What you have to do —
Write out the records from the line with "Query: utility pole" through the end of the records, keeping every line. Rescale each coordinate in the answers by multiplying it by 2, rounding to whole numbers with halves going up.

Records:
--- Start ---

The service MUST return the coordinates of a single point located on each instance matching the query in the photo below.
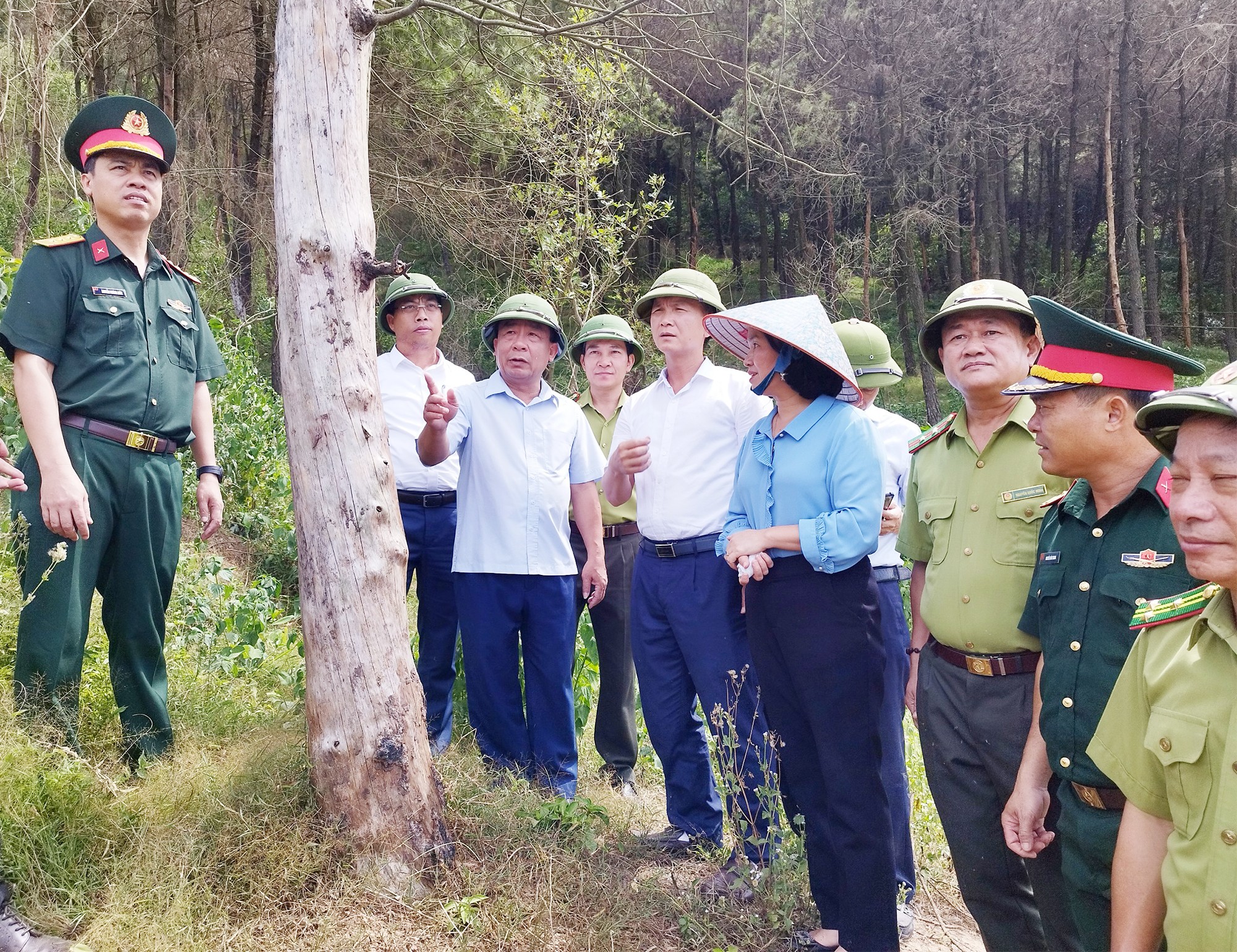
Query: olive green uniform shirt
(128, 348)
(1170, 740)
(604, 433)
(974, 519)
(1090, 576)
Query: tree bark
(369, 754)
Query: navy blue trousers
(505, 619)
(894, 744)
(688, 641)
(817, 644)
(431, 537)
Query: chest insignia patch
(1149, 559)
(1027, 493)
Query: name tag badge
(1027, 493)
(1149, 559)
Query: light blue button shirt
(518, 464)
(822, 473)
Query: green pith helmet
(525, 307)
(405, 286)
(977, 295)
(870, 354)
(607, 327)
(1161, 420)
(681, 284)
(121, 123)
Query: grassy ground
(220, 848)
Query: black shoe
(18, 937)
(672, 840)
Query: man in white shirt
(676, 446)
(415, 311)
(526, 456)
(873, 359)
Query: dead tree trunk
(370, 761)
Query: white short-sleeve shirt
(518, 465)
(696, 436)
(894, 433)
(403, 386)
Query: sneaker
(672, 840)
(906, 920)
(18, 937)
(735, 881)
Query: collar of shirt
(497, 385)
(105, 249)
(1079, 503)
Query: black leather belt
(134, 440)
(677, 548)
(990, 666)
(613, 532)
(430, 500)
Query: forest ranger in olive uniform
(1168, 736)
(970, 526)
(1104, 547)
(111, 354)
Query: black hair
(811, 379)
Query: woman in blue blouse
(805, 517)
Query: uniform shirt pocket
(182, 338)
(937, 516)
(1179, 742)
(1017, 533)
(112, 327)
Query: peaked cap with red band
(126, 124)
(1079, 352)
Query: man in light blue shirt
(526, 456)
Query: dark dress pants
(894, 744)
(431, 537)
(973, 730)
(690, 641)
(817, 644)
(614, 733)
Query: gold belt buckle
(142, 441)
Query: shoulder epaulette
(1158, 611)
(179, 270)
(1057, 499)
(923, 440)
(60, 242)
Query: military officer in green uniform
(969, 529)
(1170, 734)
(112, 355)
(607, 351)
(1104, 547)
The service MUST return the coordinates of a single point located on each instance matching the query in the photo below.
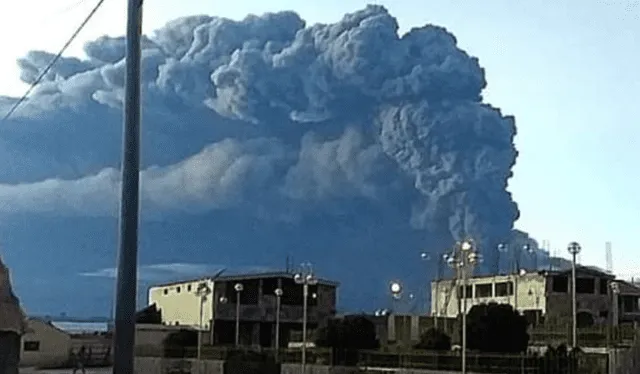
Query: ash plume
(277, 122)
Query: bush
(434, 339)
(346, 336)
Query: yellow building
(539, 296)
(181, 304)
(44, 345)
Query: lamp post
(238, 288)
(574, 248)
(615, 288)
(306, 278)
(463, 259)
(533, 253)
(278, 293)
(614, 318)
(202, 292)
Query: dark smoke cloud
(277, 120)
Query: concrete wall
(528, 290)
(44, 346)
(559, 310)
(148, 365)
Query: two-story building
(181, 304)
(540, 296)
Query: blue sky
(566, 70)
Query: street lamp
(463, 259)
(202, 292)
(574, 248)
(278, 292)
(238, 288)
(305, 277)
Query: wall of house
(44, 346)
(180, 304)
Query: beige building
(44, 345)
(540, 296)
(181, 305)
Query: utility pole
(127, 281)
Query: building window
(31, 346)
(586, 285)
(560, 284)
(484, 290)
(504, 289)
(468, 292)
(604, 286)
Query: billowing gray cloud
(273, 118)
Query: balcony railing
(262, 313)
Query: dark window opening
(585, 285)
(484, 290)
(560, 284)
(504, 289)
(604, 286)
(313, 295)
(31, 346)
(269, 286)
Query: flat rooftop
(247, 276)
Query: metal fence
(320, 356)
(487, 363)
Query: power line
(53, 61)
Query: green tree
(435, 340)
(496, 328)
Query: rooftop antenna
(609, 260)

--- End ---

Task answer —
Query: utility pole
(254, 562)
Query: building window
(62, 692)
(1172, 570)
(1120, 568)
(968, 580)
(1008, 578)
(936, 584)
(1208, 572)
Query: billowing gray cloud
(546, 236)
Query: balcony railing
(524, 626)
Query: dark window opening
(1170, 570)
(968, 580)
(1120, 568)
(1008, 578)
(1208, 572)
(626, 590)
(62, 692)
(538, 572)
Query: flat rooftop
(494, 552)
Query: metal fence
(640, 712)
(974, 726)
Query: power line
(106, 122)
Query: green tree
(870, 680)
(992, 656)
Query: rooftop antenna
(1218, 520)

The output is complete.